# Work to be completed:
Could you change every "service" in the items below to "tool", leave everything else as it is, and give all the items back without the pictures?

# Material shown:
■ ■ ■ ■ ■

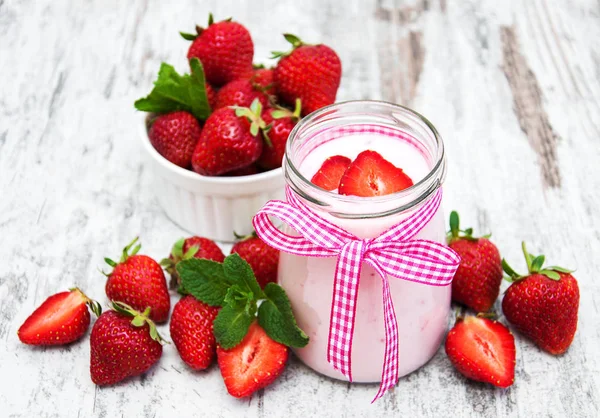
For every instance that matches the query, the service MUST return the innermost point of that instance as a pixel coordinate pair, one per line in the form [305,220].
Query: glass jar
[421,311]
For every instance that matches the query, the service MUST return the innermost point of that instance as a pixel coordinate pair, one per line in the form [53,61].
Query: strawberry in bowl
[215,138]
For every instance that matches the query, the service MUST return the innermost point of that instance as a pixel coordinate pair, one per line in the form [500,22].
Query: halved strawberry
[372,175]
[252,364]
[61,319]
[329,175]
[482,350]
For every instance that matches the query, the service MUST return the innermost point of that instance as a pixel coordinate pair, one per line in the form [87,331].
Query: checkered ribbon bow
[392,253]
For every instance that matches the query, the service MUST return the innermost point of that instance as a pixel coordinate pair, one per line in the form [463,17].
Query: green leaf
[293,39]
[173,92]
[528,257]
[188,36]
[238,271]
[204,279]
[231,325]
[550,274]
[138,321]
[454,223]
[559,269]
[275,316]
[509,270]
[537,263]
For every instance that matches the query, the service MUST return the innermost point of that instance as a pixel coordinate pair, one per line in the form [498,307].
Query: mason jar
[412,143]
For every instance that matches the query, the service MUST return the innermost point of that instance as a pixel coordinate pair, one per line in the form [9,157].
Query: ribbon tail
[343,307]
[389,374]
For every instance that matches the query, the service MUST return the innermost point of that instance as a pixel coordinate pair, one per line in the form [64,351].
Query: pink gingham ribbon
[392,253]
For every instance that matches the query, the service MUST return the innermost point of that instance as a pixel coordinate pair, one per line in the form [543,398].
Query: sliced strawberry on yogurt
[372,175]
[329,175]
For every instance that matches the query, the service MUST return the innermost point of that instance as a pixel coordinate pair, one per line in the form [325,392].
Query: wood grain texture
[495,78]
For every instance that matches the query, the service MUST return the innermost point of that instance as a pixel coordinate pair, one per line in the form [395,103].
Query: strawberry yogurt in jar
[410,142]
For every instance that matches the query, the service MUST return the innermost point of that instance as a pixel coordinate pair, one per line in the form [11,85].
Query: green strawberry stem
[534,266]
[94,306]
[139,319]
[456,233]
[178,255]
[124,255]
[292,39]
[253,113]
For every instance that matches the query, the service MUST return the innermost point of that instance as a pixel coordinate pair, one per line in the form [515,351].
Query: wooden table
[513,87]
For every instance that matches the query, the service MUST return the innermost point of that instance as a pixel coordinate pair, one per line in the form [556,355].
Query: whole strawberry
[543,304]
[192,332]
[263,258]
[225,50]
[123,343]
[139,281]
[310,73]
[240,93]
[279,123]
[174,135]
[477,281]
[61,319]
[482,350]
[229,141]
[192,247]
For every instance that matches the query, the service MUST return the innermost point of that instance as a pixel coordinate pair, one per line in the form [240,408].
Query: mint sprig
[232,286]
[275,314]
[204,279]
[174,92]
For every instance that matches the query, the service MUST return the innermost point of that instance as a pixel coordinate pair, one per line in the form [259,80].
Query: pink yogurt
[422,311]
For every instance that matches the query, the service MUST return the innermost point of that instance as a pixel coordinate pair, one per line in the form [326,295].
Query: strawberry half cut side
[61,319]
[482,350]
[253,364]
[329,175]
[372,175]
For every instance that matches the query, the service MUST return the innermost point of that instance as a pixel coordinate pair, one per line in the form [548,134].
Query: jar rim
[420,191]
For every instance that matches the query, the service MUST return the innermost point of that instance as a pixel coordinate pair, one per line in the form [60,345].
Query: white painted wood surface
[513,87]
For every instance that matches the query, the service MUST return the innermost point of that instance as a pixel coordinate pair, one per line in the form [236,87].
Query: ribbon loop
[392,254]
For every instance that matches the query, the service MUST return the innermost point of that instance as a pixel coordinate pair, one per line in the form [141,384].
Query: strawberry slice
[329,175]
[61,319]
[482,350]
[253,364]
[372,175]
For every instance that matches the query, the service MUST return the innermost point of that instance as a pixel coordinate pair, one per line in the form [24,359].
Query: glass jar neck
[308,135]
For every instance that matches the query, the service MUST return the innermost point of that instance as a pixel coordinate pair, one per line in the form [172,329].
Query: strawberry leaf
[537,263]
[559,269]
[275,316]
[550,274]
[204,279]
[188,36]
[231,325]
[509,270]
[174,92]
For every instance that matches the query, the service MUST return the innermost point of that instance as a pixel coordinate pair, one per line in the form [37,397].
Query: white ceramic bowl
[212,207]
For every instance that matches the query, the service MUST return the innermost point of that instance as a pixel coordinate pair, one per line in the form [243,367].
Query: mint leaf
[173,92]
[276,318]
[231,325]
[238,271]
[204,279]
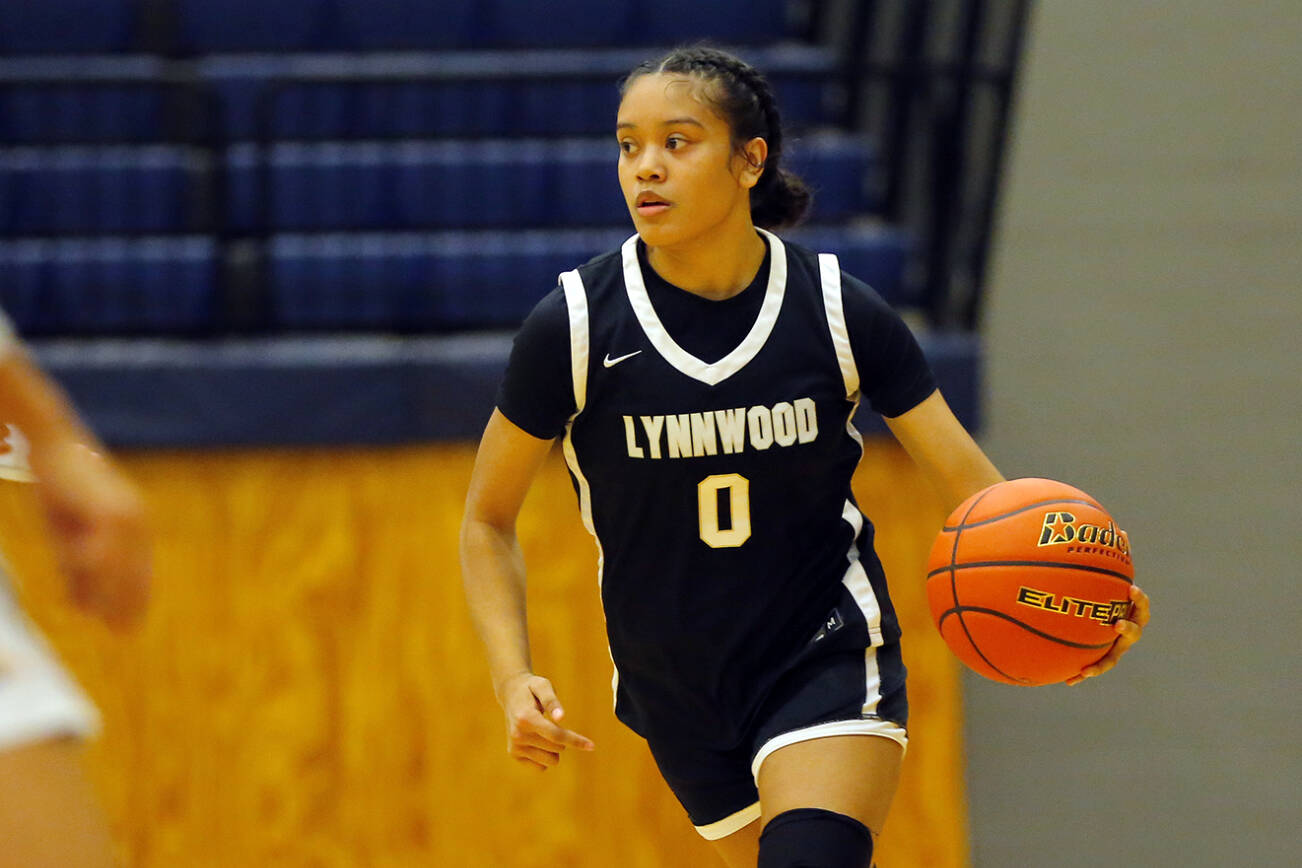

■ ■ ■ ■ ■

# Exercise result:
For every instance that matches the query, the tool MUST return the innermost point of that instance as a pixel coordinate pair, one per line in the form [305,220].
Query: glass jar
[421,311]
For every instance that matches the query, the tool MUST return the innermost point of that instance as a pixel coordinate pair, one per line in the form [53,61].
Query: strawberry in bowl
[215,138]
For every instance that matches the query, the tool MUST return the innermost point of that instance as a pixel coordinate pair, one per line in the form [500,22].
Query: halved strawberry
[372,175]
[252,364]
[61,319]
[329,175]
[482,350]
For every instance that matches the query, the tool MUST return the innermost point of that instance as a pixel coordinate pair, one per line in the form [87,331].
Query: checkered ribbon bow
[392,253]
For every instance that matches the query, the tool MUST return the innermost point of that instance as a pixel coordinate pair, one per line in the form [463,17].
Query: green leaf
[293,39]
[173,92]
[528,257]
[188,36]
[238,271]
[204,279]
[231,325]
[550,274]
[138,321]
[454,223]
[559,269]
[275,316]
[509,270]
[537,263]
For every instance that matches the query, the tool MUST return the innermost point of that instance as a pixel coordinate pair, one per line in the form [498,307].
Query: mason jar
[412,143]
For every instance that matches the query, the tool MUST return the innermost point of that instance as a pixel coordinate pair, one per line in the form [9,157].
Query: ribbon tail
[343,307]
[389,374]
For every instance that matches the query, the tool MUST return the innermost point of that instance as a pixel coordinate pair, one per line in the form [64,351].
Query: pink gingham ribbon
[392,253]
For every instance that matches the query, the tool MUST return the innermost point of that instance as a pixel coordinate pair, one per line in the form [543,398].
Query: sliced strawberry on yogurt
[372,175]
[329,175]
For every instance that matches the query, the tool MUST return the innermost point of that instance as a pixel coordinate pair, one per line in the form [325,392].
Query: wood grain texture
[495,78]
For every instance that matches the query, the tool MUST return the innermost point of that instance as a pixel coordinate pair, one per line in the form [395,103].
Query: strawberry yogurt in jar
[410,142]
For every instance that matches the query, the tool MUST return the innermost point of that instance as a pixel coordinate pair, one per line in the form [11,85].
Query: green strawberry stem
[534,266]
[94,306]
[139,319]
[456,233]
[178,255]
[124,255]
[292,39]
[253,113]
For every instance that matches the query, the tool MUST return the innermost point of that instance as a pixel coordinate pair, one per line in the form [515,351].
Query: wooden table
[513,87]
For every instance that matches the query, the tool MUST return the innermost point of that instance as a pixel coordinate pair, one per line in the form [556,355].
Query: whole strawberry
[543,304]
[192,332]
[263,258]
[225,50]
[123,343]
[139,281]
[310,73]
[240,93]
[279,123]
[174,135]
[477,281]
[61,319]
[482,350]
[229,141]
[192,247]
For every instance that matches the query, the tool MUST return the innermost point of that instance as a pixel coordinate pair, one per line in the form [240,408].
Query: mint sprig
[232,286]
[275,314]
[204,279]
[174,92]
For every instance that matches the query, the tool MUST return the innermost point of that instance as a pixel coordinate pair, one per line in the form [259,80].
Query: pink yogurt
[422,311]
For every instance that matches the query, the tool MUST return the innermost point of that instance as a pixel coordinate pair, one per line in the form [326,295].
Query: strawberry half cut side
[61,319]
[482,350]
[253,364]
[329,175]
[372,175]
For every instance that matches the query, the tool MUST return the innermost point of that instance as a pixel coordinate pair, one per line in the form [548,134].
Query: jar rim
[420,191]
For every instance that matches the query, the tool MUST return the innermost point of that instance as a pixel coordinate pair, one per line in the form [60,345].
Query: white painted wood surface
[513,87]
For every instance that matches the query, the tool MUST return the innermost point of that instance as a pixel coordinate pair, one per line in the form [236,87].
Query: ribbon loop
[392,254]
For every instance that matches the query, the tool MUST return the innermost point of that instance as a pixel coordinate pair, one per line in the form [141,384].
Query: strawberry slice
[329,175]
[61,319]
[482,350]
[253,364]
[372,175]
For every instance that matches the query, the tool MUST return the innermost point of that instance as a pixel coordinate pair, one per line in the form [24,359].
Query: glass jar neck
[308,135]
For every instance that matches the query, the tool MUST return the innermost point of that instance as a pixel coordinate pair, one per line in the form [172,329].
Query: strawberry leaf
[537,263]
[559,269]
[275,316]
[550,274]
[204,279]
[188,36]
[231,325]
[509,270]
[174,92]
For every instance that matches the query, the tool MUST return the innermost point of that instance as a pixel coordinate pair, one per line in the form [37,397].
Query: white ceramic bowl
[212,207]
For every instance that matches the query, the tool MUST return the innermost point of that instance as a pixel coordinate pair, one per line in the form [243,367].
Query: mint leaf
[173,92]
[276,318]
[231,325]
[238,271]
[204,279]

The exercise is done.